**抜粋:**

_ _ _ _ _

目立たない処にそっといる物や人にスポットをあてています。
変なこだわりに囚われている人や、エキセントリックだけど、他人に迷惑をかけない、ひそやかな変人さんというか。

小川さんの小説は、唯一無二ですね。毎回、期待を裏切られる様な事は無く、いや~ほんとに凄い人だ。
今まで読めるだけの小川作品は読んで来ているつもりだけれど、よくネタが尽きないなぁと感心してしまいます。
中でも、「帯同馬」と「チーター準備中」が特に面白かったです。4つ☆半~5つ☆

「帯同馬」
もう可笑しくて爆笑した部分が一杯ありました。真面目に書かれているのだけれど、ツボに来てしまって・・・。

_ _ _ _ _

**元データ:**
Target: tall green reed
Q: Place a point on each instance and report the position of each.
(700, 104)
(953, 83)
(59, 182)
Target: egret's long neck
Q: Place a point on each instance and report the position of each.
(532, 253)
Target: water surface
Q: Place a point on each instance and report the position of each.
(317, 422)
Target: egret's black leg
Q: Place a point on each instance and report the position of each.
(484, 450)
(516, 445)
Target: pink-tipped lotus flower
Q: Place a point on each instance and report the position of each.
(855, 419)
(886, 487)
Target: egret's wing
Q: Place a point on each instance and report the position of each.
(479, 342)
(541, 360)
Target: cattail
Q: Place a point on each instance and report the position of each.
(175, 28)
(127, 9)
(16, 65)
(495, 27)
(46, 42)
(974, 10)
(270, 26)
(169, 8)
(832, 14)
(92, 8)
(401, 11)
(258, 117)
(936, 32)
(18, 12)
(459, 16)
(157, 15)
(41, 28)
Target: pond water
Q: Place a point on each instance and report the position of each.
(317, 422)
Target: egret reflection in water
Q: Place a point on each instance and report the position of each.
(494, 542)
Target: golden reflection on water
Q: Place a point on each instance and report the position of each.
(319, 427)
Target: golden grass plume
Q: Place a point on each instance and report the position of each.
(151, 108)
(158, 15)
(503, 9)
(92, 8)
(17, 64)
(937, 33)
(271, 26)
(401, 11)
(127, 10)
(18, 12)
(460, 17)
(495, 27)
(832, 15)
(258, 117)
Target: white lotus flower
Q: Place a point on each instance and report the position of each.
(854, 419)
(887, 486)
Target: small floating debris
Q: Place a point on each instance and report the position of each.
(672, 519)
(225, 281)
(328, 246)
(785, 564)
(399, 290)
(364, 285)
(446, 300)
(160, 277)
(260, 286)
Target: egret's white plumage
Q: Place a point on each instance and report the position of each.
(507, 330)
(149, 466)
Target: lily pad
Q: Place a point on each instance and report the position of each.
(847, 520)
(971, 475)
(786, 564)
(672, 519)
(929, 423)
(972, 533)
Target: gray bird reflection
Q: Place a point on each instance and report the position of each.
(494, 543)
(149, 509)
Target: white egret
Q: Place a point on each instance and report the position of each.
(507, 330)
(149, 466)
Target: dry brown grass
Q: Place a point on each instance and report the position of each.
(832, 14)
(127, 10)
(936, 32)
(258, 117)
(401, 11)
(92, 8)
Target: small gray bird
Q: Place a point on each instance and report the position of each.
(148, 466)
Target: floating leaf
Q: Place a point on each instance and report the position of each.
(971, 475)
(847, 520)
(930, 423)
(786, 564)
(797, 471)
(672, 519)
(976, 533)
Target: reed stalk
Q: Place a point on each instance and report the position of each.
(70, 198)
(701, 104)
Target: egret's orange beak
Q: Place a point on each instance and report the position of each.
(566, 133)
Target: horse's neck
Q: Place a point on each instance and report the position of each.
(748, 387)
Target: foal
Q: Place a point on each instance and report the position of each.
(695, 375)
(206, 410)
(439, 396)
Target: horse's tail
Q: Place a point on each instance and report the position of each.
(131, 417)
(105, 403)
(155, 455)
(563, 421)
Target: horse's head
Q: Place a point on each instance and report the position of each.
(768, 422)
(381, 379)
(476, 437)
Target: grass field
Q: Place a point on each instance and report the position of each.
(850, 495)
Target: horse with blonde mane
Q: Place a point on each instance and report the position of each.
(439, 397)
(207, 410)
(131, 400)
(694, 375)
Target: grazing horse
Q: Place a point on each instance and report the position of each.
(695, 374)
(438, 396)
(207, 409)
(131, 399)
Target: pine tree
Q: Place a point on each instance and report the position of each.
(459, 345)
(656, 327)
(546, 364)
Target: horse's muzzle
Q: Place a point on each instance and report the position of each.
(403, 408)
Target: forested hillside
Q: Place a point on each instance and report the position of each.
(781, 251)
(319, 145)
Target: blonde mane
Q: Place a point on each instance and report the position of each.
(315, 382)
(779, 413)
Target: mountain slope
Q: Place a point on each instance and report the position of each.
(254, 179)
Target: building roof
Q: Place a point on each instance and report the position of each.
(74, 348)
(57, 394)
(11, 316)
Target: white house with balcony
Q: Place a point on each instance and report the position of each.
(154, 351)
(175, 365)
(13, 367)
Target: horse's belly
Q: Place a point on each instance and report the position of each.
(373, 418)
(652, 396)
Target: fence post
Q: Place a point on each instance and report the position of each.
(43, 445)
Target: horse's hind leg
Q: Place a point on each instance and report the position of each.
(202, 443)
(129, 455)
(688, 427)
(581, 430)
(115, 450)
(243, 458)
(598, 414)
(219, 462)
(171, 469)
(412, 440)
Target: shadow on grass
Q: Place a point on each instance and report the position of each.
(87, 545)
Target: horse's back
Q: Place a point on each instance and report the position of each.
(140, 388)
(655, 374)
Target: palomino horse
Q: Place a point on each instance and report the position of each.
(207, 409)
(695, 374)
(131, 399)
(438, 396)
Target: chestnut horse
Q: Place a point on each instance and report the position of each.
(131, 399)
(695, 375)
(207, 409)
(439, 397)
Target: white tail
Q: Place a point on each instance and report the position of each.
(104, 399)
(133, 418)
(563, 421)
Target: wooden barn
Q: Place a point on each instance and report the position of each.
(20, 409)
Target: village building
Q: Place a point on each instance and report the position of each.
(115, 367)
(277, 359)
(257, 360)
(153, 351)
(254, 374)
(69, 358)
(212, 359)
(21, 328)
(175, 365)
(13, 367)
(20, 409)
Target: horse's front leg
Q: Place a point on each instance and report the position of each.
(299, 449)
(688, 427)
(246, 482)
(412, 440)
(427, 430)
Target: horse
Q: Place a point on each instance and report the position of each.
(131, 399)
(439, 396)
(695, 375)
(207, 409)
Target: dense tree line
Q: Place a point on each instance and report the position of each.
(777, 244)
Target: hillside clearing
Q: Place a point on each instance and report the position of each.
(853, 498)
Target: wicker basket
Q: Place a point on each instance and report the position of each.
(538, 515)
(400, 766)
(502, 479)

_ _ _ _ _

**作業内容:**
[1] 小川作品の感想文から、「変なこだわりに囚われている人」から「るのだけれど、ツボに来てしまって・・・。」までの部分をそのまま書き写すこと。
[2] 小川作品の感想文で「小川さんの小説は、唯一無二ですね」で始まる段落を、主な内容を残して箇条書きにまとめること。
[3] 小川作品の感想文を、途切れたところから引き継いで書き進めること。
項目はこの作業には関係しない。

**最終結果:**
[1]
変なこだわりに囚われている人や、エキセントリックだけど、他人に迷惑をかけない、ひそやかな変人さんというか。

小川さんの小説は、唯一無二ですね。毎回、期待を裏切られる様な事は無く、いや~ほんとに凄い人だ。
今まで読めるだけの小川作品は読んで来ているつもりだけれど、よくネタが尽きないなぁと感心してしまいます。
中でも、「帯同馬」と「チーター準備中」が特に面白かったです。4つ☆半~5つ☆

「帯同馬」
もう可笑しくて爆笑した部分が一杯ありました。真面目に書かれているのだけれど、ツボに来てしまって・・・。

[2]
- 小川さんの小説は唯一無二で、毎回期待を裏切らない。
- 読めるだけの小川作品を読んできたが、ネタが尽きないことに感心している。
- 特に面白かったのは「帯同馬」と「チーター準備中」で、評価は4つ☆半~5つ☆。

[3]
スーパーでの試食のデモストレーションを仕事にもつ女性が主人公です。遠い処に行ってしまう恐怖から自由に乗り物に乗る事が出来ず、彼女なりの考えで、最も安全で安心出来るモノレール線の範囲内で生活をしています。そんな彼女が、スーパーでビーズのバックを持った、あつかましい?おばさんと知り合います。彼女は、いつも彼女の試食品を何枚も食べるんです。ある時、彼女がおばさんを助けた?事により、一緒におばさんの家で食事をする様になります。なんで、こんな変な人と仲良くなってしまうのか、お人好し過ぎる~と思ったりもしましたが(^^ゞ
競走馬が遠いレース場に移動する際に、ストレスを軽減させる為に同伴させられる馬というのがあるのを初めて知りました。

「チーター準備中」
動物園の売店で働く中年女性。仕事の帰りに、アイスクリーム屋さんで(多分、31とか、そういう沢山のフレーバーがある系の)一つ選んで食べる事を楽しみにしている、孤独だが、つつましく生きている人。彼女は、幼い頃に失ったhという少年がいる。
ある時、チーター(cheetarh)の綴りに、語尾にhが含まれている事に気がつき、チーターは彼女にとって特別な存在になる。チーターの飼育員の男性と仲良くなり、色々話すのが楽しみになる。チーターの目の下にある黒い線は、ティアーズラインっていうんですね。

「断食蝸牛(かたつむり)」
断食施療院から、毎日の様に、風車に通う女性。風車守の男性は蝸牛を飼っています。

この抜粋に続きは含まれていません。